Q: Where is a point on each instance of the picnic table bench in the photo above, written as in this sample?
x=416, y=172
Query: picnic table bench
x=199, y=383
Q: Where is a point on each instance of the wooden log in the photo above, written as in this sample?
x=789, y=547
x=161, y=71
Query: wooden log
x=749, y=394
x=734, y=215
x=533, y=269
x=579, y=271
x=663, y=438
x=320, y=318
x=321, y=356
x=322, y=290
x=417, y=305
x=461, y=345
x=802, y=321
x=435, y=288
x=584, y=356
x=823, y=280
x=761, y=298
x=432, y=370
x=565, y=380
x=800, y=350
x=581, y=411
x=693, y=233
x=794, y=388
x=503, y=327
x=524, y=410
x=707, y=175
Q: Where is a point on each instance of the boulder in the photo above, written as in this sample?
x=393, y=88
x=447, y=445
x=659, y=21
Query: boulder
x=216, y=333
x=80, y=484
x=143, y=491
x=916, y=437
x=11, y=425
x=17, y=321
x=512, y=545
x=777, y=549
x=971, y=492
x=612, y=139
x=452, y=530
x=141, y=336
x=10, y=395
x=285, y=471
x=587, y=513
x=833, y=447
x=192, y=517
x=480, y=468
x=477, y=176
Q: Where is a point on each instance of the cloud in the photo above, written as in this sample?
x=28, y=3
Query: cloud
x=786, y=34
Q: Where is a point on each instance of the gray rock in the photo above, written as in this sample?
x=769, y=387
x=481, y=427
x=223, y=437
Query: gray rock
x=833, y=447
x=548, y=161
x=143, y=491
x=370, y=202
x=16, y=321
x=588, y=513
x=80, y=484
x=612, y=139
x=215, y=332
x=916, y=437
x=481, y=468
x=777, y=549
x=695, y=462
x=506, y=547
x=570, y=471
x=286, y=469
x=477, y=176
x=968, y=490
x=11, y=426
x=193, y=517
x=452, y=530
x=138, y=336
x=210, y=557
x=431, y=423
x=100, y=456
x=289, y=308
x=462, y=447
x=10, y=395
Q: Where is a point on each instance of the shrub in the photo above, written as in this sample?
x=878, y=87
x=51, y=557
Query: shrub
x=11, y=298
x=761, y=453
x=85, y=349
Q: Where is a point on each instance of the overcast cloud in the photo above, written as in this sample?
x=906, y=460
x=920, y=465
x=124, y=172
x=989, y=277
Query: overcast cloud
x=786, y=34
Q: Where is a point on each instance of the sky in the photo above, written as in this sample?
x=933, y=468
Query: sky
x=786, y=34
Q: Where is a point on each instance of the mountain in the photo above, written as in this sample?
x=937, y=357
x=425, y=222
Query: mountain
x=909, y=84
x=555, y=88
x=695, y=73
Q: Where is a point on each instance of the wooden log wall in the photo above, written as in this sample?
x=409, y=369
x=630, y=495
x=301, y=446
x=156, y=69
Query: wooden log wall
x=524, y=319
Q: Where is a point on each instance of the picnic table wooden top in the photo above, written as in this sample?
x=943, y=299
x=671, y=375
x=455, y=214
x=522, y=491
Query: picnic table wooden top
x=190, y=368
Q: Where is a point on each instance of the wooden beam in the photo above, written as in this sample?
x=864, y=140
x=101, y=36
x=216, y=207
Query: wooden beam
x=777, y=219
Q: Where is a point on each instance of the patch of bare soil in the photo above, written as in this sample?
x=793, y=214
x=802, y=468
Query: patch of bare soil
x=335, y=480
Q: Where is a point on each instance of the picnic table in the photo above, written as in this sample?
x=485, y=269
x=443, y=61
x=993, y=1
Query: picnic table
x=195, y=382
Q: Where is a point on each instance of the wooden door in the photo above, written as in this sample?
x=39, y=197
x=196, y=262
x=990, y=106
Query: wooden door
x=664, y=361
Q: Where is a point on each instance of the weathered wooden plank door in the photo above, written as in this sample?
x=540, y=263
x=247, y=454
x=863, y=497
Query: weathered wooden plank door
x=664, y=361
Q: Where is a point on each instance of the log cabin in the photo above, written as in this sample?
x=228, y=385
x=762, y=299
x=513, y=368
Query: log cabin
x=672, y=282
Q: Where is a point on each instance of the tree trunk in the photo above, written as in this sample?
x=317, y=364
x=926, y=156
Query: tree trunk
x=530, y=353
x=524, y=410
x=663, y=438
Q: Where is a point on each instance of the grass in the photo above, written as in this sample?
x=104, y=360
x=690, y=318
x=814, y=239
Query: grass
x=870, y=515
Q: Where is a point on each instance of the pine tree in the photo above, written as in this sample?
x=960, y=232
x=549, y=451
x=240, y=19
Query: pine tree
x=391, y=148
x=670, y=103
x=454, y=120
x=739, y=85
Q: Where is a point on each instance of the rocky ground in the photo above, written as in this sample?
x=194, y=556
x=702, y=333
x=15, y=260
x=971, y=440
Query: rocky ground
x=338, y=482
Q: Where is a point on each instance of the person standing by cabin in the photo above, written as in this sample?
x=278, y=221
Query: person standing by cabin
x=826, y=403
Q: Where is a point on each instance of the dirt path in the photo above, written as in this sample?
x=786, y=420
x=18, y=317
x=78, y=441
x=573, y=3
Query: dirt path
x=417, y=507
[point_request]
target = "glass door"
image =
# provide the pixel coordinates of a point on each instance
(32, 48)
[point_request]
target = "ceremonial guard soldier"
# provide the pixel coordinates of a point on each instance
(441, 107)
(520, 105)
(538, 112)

Prompt - All the entries above should come back exactly as they are written.

Output of the task -
Q: Where is a point on each instance of the picnic table bench in the photo above, written as in this sample?
x=416, y=172
Query: picnic table bench
x=199, y=383
Q: Where is a point on each instance of the wooden log in the photo above, written as in this sample?
x=789, y=547
x=161, y=71
Query: wooden log
x=749, y=394
x=734, y=215
x=533, y=269
x=579, y=271
x=663, y=438
x=320, y=318
x=321, y=356
x=322, y=290
x=417, y=305
x=461, y=345
x=802, y=321
x=435, y=288
x=584, y=356
x=823, y=280
x=761, y=298
x=432, y=370
x=565, y=380
x=800, y=350
x=581, y=411
x=693, y=233
x=794, y=388
x=503, y=327
x=524, y=410
x=707, y=175
Q: Where is a point on each instance of the boulder in the photo above, written as in this sample?
x=393, y=88
x=447, y=445
x=659, y=21
Query: boulder
x=216, y=333
x=80, y=484
x=143, y=491
x=916, y=437
x=11, y=425
x=17, y=321
x=512, y=545
x=777, y=549
x=971, y=492
x=612, y=139
x=452, y=530
x=141, y=336
x=10, y=395
x=285, y=471
x=587, y=513
x=833, y=447
x=192, y=517
x=480, y=468
x=477, y=176
Q: Where is a point on each instance of the cloud in the photo above, written as in this sample?
x=28, y=3
Query: cloud
x=786, y=34
Q: Where is a point on each instance of the gray rock in the photo above, written as in this sample?
x=769, y=387
x=481, y=427
x=223, y=437
Query: gray rock
x=833, y=447
x=548, y=161
x=143, y=491
x=370, y=202
x=16, y=321
x=588, y=513
x=80, y=484
x=612, y=139
x=215, y=332
x=916, y=437
x=481, y=468
x=777, y=549
x=695, y=462
x=506, y=547
x=570, y=471
x=286, y=469
x=477, y=176
x=968, y=490
x=11, y=426
x=193, y=517
x=452, y=530
x=138, y=336
x=210, y=557
x=431, y=423
x=100, y=456
x=289, y=308
x=462, y=447
x=10, y=395
Q: Where is a point on each instance of the shrub in the photo above, written as in this sample?
x=878, y=87
x=51, y=557
Query: shrub
x=11, y=298
x=761, y=453
x=85, y=349
Q: Where is a point on each instance of the overcast cloud in the photo above, written as in this sample?
x=906, y=460
x=920, y=465
x=124, y=172
x=989, y=277
Query: overcast cloud
x=786, y=34
Q: Where is a point on each instance of the sky in the photo above, written as in this sample?
x=933, y=468
Query: sky
x=786, y=34
Q: Where is a point on each instance of the mountain in the photo above, written as in this sample?
x=937, y=357
x=425, y=222
Query: mountain
x=909, y=84
x=555, y=88
x=695, y=73
Q: Where is a point on each instance of the wooden log wall in the photo above, written as in this sample?
x=409, y=369
x=630, y=495
x=301, y=446
x=156, y=69
Query: wooden log wall
x=524, y=319
Q: Where is a point on each instance of the picnic table wooden top in the photo above, written as in this sample?
x=943, y=299
x=671, y=375
x=455, y=214
x=522, y=491
Query: picnic table wooden top
x=190, y=368
Q: Where is a point on each instance of the wooden beam in the photo above, written as in this sample?
x=864, y=140
x=101, y=36
x=216, y=207
Query: wooden beam
x=777, y=219
Q: Where is a point on each instance of the patch of bare soil in the photo above, written as in this sample?
x=793, y=214
x=802, y=468
Query: patch of bare soil
x=335, y=480
Q: Where is a point on each instance of the picnic table in the photo above, written as in this sample?
x=485, y=269
x=443, y=61
x=993, y=1
Query: picnic table
x=195, y=382
Q: Where is a point on each instance of the wooden door in the photo above, written as in this sample?
x=39, y=197
x=196, y=262
x=990, y=106
Query: wooden door
x=664, y=361
Q: Where is a point on each instance of the weathered wooden plank door in the photo above, written as in this sample?
x=540, y=263
x=247, y=454
x=863, y=497
Query: weathered wooden plank door
x=664, y=361
Q: Where is a point on each instance of the log cabin in the photo above, written as in this sample?
x=228, y=385
x=762, y=299
x=513, y=368
Query: log cabin
x=672, y=282
Q: Where is a point on each instance of the tree trunk in the photo above, written as in this sample?
x=317, y=364
x=926, y=156
Query: tree trunk
x=530, y=353
x=524, y=410
x=663, y=438
Q: Where is a point on each instance of the grass in the photo above, written as in this sample?
x=104, y=360
x=690, y=318
x=814, y=239
Query: grass
x=870, y=515
Q: Where is a point on each instance of the pine tree in the photo above, written as in this sample?
x=960, y=232
x=549, y=451
x=240, y=19
Query: pine tree
x=391, y=148
x=670, y=103
x=454, y=120
x=739, y=85
Q: Where is a point on each instance of the rocky ground in the photo above, written as in this sample?
x=194, y=556
x=702, y=333
x=15, y=260
x=971, y=440
Query: rocky ground
x=338, y=482
Q: Where is a point on each instance of the person standing by cabin in the photo above, written as in this sample?
x=278, y=221
Query: person standing by cabin
x=826, y=403
Q: Where is a point on each instance of the dirt path in the photo above, written as in this sample?
x=786, y=420
x=18, y=317
x=78, y=441
x=573, y=3
Query: dirt path
x=417, y=507
[point_request]
target = "glass door"
image =
# provide the pixel coordinates of a point on each instance
(32, 48)
[point_request]
target = "ceremonial guard soldier"
# provide the pixel coordinates of a point on each instance
(441, 107)
(520, 105)
(538, 112)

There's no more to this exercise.